# Why "IPO" in America?



## GSD Fan (Sep 20, 2010)

Why are german shepherd dogs earning IPO titles in America and not Sch anymore? 

If they're the same thing, what's the point in changing the name?

I'm just curious, if no one wants to answer, can someone just post a link with answers?


----------



## HarleyTheGSD (Feb 13, 2012)

I've also been thinking about this. 
I always thought they were the same...maybe not? I'm very interested to see what replies you get.


----------



## Sunflowers (Feb 17, 2012)

Is Schutzhund now known with a new name? - Page 1


----------



## Chris Wild (Dec 14, 2001)

As of 2012, everything is IPO. This was an international rule change. SchH no longer exists under that old name.


----------



## lhczth (Apr 5, 2000)

There used to be both IPO and SchH. Then some countries had VPG to hopefully pacify the fear mongers and green party (ARists). In 2012 all countries agreed to follow one set of rules and SchH was no more.

▶ STORED DATA
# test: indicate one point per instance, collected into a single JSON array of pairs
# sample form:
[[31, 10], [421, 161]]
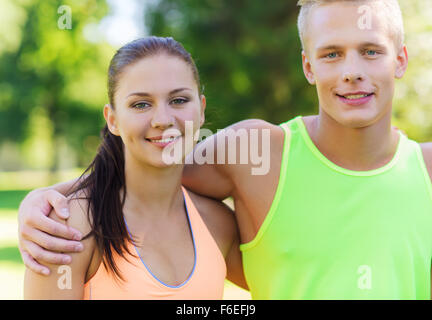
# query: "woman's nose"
[[162, 118]]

▶ EXERCISE INSTRUCTIONS
**A.** Name every user who posted in the forum thread on IPO titles.
**B.** According to the forum thread on IPO titles, why did SchH cease to exist as a title name? Answer in one to three sentences.
**C.** Extend the forum thread on IPO titles with a further reply that picks up after lhczth's post.
The data bears no relation to the forum thread on IPO titles.

▶ THE ANSWERS
**A.** GSD Fan, HarleyTheGSD, Sunflowers, Chris Wild, lhczth

**B.** In 2012, all countries agreed to follow a single set of rules, which was an international rule change. As a result, every title became IPO and SchH no longer existed under its old name.

**C.**
----------



## lhczth (Apr 5, 2000)

We need to stop posting at the same time, Chris. LOL


----------



## middleofnowhere (Dec 20, 2000)

Reason was, as I understand it, to create uniformity. (Simplifying stuff for the humans involved).


----------



## volcano (Jan 14, 2013)

I could google it, but so we all know- what does IPO stand for?


----------



## robk (Jun 16, 2011)

*Internationale Prufungs Ordnung* or translated to *International trial Rules*. As middleofnowhere said, the way I understood it, schutzhund changed to IPO so that all countries were using the same rules. Too me, it makes sense because IPO is an internationally competitive sport.


----------



## lhczth (Apr 5, 2000)

That is definitely the politically correct reason given.


----------



## DobbyDad (Jan 28, 2014)

And IPO is easier to spell and type than schutshund.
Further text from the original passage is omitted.